··· Dataset rows
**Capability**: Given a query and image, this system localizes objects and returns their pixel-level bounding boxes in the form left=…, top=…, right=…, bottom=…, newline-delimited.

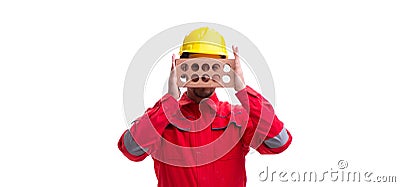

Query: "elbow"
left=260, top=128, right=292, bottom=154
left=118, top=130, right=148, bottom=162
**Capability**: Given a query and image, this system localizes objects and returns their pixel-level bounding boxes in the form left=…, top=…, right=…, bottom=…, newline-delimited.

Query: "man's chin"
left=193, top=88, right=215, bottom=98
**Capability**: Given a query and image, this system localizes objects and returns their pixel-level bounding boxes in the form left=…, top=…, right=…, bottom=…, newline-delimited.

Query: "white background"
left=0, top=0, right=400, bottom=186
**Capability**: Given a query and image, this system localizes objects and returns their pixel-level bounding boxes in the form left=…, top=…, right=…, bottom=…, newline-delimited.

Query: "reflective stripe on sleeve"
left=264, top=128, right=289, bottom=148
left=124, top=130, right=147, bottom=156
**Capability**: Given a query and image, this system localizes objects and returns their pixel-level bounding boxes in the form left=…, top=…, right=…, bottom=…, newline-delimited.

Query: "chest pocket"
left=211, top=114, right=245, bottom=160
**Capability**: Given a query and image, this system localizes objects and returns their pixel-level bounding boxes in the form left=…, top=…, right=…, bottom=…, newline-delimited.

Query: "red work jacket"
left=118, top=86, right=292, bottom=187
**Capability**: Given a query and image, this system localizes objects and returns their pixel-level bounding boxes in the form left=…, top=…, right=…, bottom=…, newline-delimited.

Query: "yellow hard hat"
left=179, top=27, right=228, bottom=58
······
• Stated exercise: Update the data from its start through the line containing "left=0, top=0, right=400, bottom=186", replacing "localizes" with "locates" and keeping all other wording unchanged. Omit the pictures from your answer.

• Task response:
**Capability**: Given a query and image, this system locates objects and returns their pixel-level bounding boxes in the form left=…, top=…, right=…, bottom=…, newline-delimited.


Query: "elbow"
left=260, top=128, right=292, bottom=154
left=118, top=130, right=148, bottom=162
**Capability**: Given a query and image, this system locates objects and returns their pixel-level bounding boxes in the form left=…, top=…, right=…, bottom=…, newline-delimited.

Query: "man's chin"
left=193, top=88, right=215, bottom=98
**Capability**: Given a query and image, this system locates objects and returns their pixel-level bounding boxes in the form left=…, top=…, right=…, bottom=…, newline-delimited.

Query: "white background"
left=0, top=0, right=400, bottom=186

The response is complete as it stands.